How many lines of the listing below contain the string "TARGET"? Give only the number.

[begin Material to process]

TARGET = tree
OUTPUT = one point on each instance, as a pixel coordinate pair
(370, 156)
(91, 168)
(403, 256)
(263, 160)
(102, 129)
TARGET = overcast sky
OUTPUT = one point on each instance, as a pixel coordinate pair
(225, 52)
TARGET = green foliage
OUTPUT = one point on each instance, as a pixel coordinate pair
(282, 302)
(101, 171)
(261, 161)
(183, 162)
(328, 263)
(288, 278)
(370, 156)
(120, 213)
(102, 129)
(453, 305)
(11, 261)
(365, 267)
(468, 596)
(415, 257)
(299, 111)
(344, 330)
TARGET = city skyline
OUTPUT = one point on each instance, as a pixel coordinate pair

[end Material to process]
[begin Material to process]

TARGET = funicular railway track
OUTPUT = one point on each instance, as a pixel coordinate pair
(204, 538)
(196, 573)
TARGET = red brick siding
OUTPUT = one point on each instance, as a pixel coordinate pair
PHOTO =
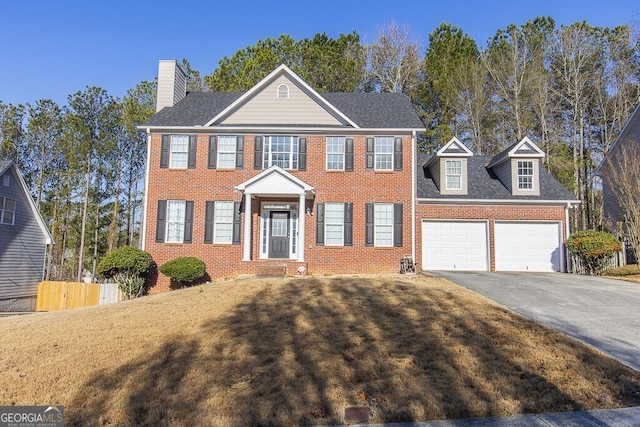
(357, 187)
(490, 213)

[end Material to process]

▸ **Task output**: 6